SOURCE DOCUMENT:
# Temp control on a Old Country Wrangler



## mforsta (Apr 23, 2017)

Folks,

Need a little help with temp control on a Wrangler smoker. I can run this smoker at 300 degrees all day. If i try and run at 225 I have to open the fire box damper almost all the way to keep it in that range. of course running it wide open like that it burns a lot of fuel. If I shut it down it will run way up in the 350 range. I am burning oak, hickory or apple wood splits. The splits are about the size of a soda can. I have modified the door damper by removing the nut and bolt and replacing them so the damper is very tight to the door. I have not put felt on the lids as of yet. Any suggestion are appreciated.


----------



## SmokinAl (Apr 24, 2017)

I'm confused!

I'm not familiar with your smoker, but every smoker I've seen increases in temp when you open the firebox dampers.

Al


----------



## glocksrock (Apr 24, 2017)

When I had that smoker I found it hard to keep the temps on the lower side, it always ran hot for me. But since I sold that and got my Lang, I've gotten better at fire management. If you want a lower temp build a small hot fire and keep it small, using small pieces of wood added only when more is needed. It's easy to get the temps higher, but much more difficult to bring them back down once they go up.


----------



## daveomak (Apr 24, 2017)

What Wrangler smoker do you have ???   Does it have a side fire box ???   Pictures help....


----------

[Entries from a point-annotation set]
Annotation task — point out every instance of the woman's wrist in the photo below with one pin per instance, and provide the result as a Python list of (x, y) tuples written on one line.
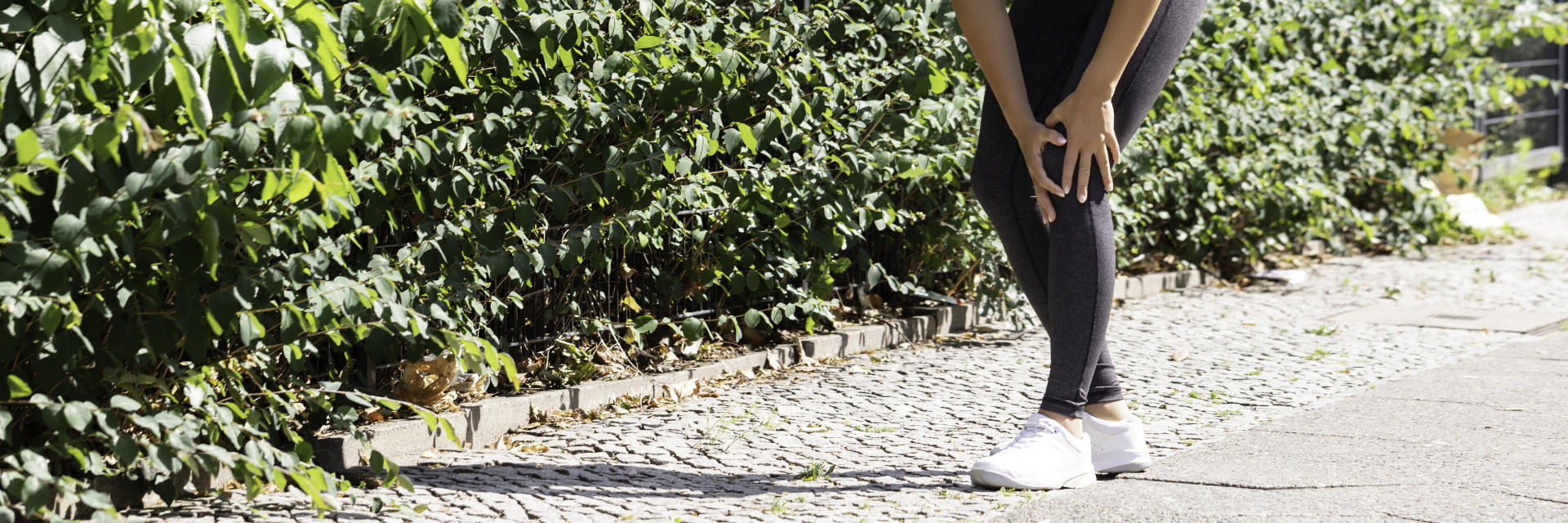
[(1097, 88)]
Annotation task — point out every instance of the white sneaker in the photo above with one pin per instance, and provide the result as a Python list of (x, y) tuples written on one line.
[(1117, 446), (1041, 456)]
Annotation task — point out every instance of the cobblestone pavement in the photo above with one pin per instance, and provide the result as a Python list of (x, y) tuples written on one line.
[(894, 432)]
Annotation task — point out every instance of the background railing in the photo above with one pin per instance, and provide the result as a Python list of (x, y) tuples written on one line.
[(1544, 118)]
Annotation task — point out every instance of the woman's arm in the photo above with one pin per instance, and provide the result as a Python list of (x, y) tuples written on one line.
[(990, 37), (1087, 112)]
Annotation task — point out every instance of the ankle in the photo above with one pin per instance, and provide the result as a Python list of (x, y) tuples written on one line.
[(1073, 424), (1116, 410)]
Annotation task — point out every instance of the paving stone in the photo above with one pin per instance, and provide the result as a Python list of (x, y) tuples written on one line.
[(1254, 354)]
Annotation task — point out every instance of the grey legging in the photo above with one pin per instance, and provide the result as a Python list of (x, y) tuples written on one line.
[(1068, 267)]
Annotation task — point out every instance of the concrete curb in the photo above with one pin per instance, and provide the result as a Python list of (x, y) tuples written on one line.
[(485, 422)]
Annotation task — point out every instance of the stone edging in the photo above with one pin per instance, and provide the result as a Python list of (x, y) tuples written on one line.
[(485, 422)]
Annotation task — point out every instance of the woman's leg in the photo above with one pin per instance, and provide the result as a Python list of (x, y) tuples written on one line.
[(1070, 286)]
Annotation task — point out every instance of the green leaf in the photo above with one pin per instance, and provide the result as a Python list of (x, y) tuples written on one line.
[(68, 231), (124, 402), (27, 148), (196, 104), (78, 415), (20, 180), (748, 137), (452, 434), (301, 186), (649, 41), (458, 57), (645, 324), (18, 387), (252, 327), (692, 329), (448, 16), (270, 66)]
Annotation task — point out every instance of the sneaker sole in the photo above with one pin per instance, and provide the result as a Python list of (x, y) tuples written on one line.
[(1126, 467), (1114, 467), (980, 478)]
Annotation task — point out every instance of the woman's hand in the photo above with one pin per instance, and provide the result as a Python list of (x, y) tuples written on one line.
[(1092, 137), (1032, 137)]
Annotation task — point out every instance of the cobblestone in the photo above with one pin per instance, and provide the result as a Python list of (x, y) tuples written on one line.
[(902, 426)]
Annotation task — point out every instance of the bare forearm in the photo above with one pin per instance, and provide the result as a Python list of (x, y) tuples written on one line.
[(990, 37), (1123, 32)]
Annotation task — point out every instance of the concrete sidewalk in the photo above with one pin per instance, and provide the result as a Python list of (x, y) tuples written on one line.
[(1479, 440)]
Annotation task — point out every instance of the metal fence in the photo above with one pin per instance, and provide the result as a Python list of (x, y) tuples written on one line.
[(1544, 118)]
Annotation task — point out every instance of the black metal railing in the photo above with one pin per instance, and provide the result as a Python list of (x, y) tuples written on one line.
[(1544, 118)]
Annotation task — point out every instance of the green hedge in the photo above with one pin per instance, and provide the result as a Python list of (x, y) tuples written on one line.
[(216, 214)]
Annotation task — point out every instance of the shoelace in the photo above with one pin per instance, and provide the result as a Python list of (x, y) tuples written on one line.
[(1034, 431)]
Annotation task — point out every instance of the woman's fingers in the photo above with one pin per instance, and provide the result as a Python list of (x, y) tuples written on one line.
[(1104, 167), (1037, 172), (1070, 165), (1048, 209), (1082, 178)]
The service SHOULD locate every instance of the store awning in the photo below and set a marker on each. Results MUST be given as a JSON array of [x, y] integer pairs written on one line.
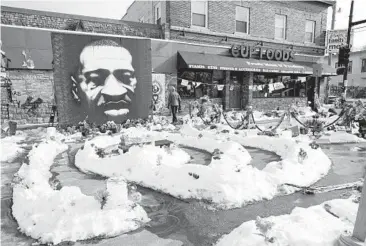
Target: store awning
[[194, 60]]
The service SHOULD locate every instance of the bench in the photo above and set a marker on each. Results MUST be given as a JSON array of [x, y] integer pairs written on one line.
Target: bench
[[159, 143]]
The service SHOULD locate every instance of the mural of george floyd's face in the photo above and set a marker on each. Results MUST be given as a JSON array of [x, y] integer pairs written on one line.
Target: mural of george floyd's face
[[105, 83]]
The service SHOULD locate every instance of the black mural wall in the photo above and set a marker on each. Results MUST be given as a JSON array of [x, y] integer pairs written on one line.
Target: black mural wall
[[101, 78]]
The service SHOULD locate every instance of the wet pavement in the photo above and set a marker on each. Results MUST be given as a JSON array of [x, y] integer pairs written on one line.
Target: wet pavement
[[187, 221]]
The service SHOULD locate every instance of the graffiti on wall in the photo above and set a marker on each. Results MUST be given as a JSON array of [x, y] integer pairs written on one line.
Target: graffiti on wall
[[158, 91], [27, 62], [352, 91], [108, 77]]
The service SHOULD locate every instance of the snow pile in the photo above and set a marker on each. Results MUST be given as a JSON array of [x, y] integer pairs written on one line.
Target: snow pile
[[10, 148], [227, 182], [166, 170], [53, 216], [295, 168], [317, 225], [340, 137]]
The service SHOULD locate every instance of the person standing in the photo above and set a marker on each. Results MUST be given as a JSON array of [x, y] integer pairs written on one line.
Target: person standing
[[174, 102]]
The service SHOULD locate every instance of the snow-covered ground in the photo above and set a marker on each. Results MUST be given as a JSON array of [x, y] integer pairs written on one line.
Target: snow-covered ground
[[315, 226], [228, 182], [10, 147], [53, 216]]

OBJECTIVE: Revise the part of the smoker temperature thread starting with "## SmokinAl (Apr" and going on through "the firebox dampers.", putting "air intakes" in place of "firebox dampers".

WRITTEN REPLY:
## SmokinAl (Apr 24, 2017)

I'm confused!

I'm not familiar with your smoker, but every smoker I've seen increases in temp when you open the air intakes.